───── Data for this exercise

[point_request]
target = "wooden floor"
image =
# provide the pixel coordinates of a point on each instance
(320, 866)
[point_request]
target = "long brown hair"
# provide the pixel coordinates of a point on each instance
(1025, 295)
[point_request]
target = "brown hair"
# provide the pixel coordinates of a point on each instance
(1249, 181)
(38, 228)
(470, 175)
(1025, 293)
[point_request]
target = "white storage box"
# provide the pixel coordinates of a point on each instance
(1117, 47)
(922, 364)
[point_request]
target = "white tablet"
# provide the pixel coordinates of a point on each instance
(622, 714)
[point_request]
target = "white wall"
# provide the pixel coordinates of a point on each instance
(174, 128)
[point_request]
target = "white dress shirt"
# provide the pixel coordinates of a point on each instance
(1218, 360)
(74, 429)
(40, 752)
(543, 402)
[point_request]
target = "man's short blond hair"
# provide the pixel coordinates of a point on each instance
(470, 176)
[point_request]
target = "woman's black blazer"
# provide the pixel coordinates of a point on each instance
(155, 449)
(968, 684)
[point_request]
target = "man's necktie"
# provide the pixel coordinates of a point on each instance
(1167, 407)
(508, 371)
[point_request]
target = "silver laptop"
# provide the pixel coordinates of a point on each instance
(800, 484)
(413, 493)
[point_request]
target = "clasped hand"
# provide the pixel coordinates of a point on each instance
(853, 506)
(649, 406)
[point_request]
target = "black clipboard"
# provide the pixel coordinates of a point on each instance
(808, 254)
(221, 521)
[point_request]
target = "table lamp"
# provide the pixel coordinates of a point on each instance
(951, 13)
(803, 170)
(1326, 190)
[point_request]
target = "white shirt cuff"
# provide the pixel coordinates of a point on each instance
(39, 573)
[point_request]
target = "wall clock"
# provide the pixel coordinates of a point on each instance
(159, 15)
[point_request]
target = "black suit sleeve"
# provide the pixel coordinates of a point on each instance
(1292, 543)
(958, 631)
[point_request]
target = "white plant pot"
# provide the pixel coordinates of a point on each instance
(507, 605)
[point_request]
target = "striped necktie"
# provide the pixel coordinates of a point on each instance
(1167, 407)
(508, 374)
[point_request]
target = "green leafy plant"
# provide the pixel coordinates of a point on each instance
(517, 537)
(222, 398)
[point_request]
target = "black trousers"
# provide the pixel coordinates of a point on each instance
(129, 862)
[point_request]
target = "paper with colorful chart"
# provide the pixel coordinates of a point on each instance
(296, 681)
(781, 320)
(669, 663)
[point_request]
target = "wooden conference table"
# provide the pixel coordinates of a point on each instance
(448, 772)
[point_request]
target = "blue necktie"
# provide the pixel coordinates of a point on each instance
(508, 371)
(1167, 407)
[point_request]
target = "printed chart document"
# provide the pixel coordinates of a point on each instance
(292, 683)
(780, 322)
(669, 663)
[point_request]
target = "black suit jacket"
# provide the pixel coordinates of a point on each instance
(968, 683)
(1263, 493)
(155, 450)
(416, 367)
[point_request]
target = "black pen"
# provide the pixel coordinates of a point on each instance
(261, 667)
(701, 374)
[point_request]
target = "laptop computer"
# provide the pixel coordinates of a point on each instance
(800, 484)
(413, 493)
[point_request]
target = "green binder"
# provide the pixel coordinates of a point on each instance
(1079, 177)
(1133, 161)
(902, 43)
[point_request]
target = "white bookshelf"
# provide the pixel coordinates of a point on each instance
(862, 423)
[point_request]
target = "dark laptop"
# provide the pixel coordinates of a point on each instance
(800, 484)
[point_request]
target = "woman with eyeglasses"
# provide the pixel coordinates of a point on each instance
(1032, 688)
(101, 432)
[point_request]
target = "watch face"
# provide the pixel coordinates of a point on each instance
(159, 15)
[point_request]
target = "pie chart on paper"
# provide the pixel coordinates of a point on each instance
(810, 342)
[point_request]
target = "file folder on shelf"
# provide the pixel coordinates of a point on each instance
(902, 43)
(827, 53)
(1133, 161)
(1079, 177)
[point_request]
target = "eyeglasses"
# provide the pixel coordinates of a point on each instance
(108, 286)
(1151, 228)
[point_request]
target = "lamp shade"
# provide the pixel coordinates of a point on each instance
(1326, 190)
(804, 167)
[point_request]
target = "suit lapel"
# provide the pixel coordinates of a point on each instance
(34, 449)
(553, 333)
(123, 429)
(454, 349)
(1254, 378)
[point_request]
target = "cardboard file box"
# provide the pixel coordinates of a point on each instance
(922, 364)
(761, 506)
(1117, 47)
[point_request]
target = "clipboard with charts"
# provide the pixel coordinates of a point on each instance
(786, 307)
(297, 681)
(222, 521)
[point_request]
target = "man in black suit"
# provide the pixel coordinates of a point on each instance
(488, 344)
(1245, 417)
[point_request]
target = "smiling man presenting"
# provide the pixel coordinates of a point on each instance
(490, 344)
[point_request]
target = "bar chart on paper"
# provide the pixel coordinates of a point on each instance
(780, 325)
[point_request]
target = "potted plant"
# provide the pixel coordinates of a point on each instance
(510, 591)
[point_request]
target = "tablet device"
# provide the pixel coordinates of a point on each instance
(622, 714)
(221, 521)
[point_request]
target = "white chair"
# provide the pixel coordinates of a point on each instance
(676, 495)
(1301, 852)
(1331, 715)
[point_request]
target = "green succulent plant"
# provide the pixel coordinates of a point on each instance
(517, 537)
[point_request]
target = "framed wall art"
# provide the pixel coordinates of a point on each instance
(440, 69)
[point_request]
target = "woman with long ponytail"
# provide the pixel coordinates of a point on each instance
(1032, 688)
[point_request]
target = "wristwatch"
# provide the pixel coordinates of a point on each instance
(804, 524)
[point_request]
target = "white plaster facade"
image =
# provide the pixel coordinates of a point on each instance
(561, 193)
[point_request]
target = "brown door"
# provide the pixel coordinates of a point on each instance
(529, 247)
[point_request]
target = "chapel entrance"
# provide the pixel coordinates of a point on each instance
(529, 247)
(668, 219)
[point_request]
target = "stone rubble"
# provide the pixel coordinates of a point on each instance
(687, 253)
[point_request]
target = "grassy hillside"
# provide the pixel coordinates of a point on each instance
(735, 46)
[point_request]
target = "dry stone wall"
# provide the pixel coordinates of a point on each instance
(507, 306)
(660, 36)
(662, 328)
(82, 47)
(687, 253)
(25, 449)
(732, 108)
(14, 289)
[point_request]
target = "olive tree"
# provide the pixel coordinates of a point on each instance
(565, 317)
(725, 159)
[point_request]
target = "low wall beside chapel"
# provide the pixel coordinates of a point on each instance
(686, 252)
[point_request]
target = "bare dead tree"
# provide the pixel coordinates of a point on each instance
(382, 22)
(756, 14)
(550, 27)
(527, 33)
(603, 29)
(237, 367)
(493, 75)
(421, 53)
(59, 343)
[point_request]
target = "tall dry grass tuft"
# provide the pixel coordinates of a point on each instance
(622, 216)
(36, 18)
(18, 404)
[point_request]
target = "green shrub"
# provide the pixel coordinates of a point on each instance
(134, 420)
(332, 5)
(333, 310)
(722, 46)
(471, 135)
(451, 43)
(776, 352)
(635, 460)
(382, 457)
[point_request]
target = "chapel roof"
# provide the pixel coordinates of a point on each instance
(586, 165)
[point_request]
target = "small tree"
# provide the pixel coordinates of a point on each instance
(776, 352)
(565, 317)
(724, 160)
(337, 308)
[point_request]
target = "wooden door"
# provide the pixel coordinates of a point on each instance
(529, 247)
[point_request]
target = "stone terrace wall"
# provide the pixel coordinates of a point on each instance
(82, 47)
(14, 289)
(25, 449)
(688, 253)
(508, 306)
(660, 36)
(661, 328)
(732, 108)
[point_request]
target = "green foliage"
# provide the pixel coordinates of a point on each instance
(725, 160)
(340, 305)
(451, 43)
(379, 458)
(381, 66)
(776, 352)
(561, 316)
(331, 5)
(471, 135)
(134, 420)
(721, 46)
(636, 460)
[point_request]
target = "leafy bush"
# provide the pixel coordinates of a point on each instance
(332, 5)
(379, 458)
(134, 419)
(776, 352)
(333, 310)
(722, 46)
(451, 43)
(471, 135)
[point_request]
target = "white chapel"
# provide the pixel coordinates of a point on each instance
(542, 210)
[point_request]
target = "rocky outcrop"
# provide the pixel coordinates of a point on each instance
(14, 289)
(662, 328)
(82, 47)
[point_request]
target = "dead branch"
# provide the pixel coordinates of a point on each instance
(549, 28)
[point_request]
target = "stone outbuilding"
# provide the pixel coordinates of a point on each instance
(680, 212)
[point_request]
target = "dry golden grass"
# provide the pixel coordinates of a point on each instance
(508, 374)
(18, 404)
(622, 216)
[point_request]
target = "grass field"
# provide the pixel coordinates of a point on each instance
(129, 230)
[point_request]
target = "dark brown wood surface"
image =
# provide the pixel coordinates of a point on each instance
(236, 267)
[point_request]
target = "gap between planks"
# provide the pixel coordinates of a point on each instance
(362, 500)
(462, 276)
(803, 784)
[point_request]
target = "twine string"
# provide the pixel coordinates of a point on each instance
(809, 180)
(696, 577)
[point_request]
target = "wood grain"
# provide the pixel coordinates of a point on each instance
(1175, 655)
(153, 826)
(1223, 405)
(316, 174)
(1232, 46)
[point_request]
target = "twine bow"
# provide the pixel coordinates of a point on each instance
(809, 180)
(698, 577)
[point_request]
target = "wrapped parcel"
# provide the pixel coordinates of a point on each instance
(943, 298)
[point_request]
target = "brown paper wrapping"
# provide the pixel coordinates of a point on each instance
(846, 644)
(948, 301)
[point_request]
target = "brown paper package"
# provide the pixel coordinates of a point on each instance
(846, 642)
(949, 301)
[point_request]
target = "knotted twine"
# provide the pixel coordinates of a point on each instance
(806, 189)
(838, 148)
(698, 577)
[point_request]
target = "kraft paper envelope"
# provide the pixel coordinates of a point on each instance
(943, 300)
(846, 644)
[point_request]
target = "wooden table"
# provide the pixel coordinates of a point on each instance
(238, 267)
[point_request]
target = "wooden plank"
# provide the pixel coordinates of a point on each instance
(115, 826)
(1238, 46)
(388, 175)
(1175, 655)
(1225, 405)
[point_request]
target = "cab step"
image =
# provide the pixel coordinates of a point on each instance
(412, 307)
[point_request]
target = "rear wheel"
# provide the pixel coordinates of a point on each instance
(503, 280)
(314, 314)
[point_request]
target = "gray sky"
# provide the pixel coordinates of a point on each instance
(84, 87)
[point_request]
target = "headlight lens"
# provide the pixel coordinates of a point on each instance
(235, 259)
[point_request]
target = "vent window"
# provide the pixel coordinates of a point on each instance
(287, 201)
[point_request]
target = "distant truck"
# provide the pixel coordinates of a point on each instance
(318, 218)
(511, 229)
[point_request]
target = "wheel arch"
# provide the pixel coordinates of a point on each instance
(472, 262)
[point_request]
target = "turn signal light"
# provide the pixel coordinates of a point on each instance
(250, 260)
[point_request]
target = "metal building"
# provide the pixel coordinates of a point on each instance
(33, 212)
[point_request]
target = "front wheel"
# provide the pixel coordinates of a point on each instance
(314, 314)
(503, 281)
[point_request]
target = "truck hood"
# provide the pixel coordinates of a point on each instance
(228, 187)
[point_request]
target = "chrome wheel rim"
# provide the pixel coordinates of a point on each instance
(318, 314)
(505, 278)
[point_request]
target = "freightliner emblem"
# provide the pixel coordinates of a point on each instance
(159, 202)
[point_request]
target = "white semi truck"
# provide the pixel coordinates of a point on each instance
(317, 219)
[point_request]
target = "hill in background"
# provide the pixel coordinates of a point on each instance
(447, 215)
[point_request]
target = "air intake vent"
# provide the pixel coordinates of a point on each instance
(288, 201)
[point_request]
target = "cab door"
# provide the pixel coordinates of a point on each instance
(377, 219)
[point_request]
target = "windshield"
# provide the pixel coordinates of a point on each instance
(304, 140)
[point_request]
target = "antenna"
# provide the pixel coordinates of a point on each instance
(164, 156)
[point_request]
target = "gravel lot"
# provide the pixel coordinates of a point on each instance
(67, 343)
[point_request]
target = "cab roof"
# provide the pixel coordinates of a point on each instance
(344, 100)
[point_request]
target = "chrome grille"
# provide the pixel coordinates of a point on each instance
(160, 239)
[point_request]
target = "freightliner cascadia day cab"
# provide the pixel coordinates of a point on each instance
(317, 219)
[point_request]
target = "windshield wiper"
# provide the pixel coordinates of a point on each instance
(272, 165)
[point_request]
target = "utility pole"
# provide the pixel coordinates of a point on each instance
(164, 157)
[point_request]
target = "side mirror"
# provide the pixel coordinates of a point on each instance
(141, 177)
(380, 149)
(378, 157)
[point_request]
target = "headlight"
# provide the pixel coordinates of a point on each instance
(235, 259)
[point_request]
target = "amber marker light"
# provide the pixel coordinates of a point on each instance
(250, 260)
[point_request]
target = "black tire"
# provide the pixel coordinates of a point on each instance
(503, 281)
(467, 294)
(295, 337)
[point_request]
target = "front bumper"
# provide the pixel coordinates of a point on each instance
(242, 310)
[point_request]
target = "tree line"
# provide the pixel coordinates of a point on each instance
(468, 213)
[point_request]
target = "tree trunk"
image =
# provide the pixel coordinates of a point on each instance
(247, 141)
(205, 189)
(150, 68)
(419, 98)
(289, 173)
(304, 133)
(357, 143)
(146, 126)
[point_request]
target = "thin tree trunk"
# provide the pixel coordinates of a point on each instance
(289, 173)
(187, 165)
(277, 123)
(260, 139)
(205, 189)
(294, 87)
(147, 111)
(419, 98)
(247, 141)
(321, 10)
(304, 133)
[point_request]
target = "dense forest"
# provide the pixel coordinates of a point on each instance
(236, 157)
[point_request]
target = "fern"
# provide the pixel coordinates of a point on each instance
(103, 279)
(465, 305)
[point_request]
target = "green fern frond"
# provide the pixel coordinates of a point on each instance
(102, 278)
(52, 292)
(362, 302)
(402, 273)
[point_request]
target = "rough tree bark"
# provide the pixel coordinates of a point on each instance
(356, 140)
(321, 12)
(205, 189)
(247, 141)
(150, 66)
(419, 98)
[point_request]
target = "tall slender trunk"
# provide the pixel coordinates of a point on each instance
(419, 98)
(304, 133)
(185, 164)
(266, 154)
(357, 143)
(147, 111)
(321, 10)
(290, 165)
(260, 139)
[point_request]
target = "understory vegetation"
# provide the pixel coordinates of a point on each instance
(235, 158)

──────────

Among the lines above, find each one containing the string "white" and copy it.

• _Solution for this problem_:
target = "white storage box"
target = "white tablet"
target = "white wall"
target = "white dress shirt"
target = "white shirt cuff"
target = "white plant pot"
target = "white bookshelf"
target = "white chair"
target = "white plaster facade"
target = "white chapel"
target = "white semi truck"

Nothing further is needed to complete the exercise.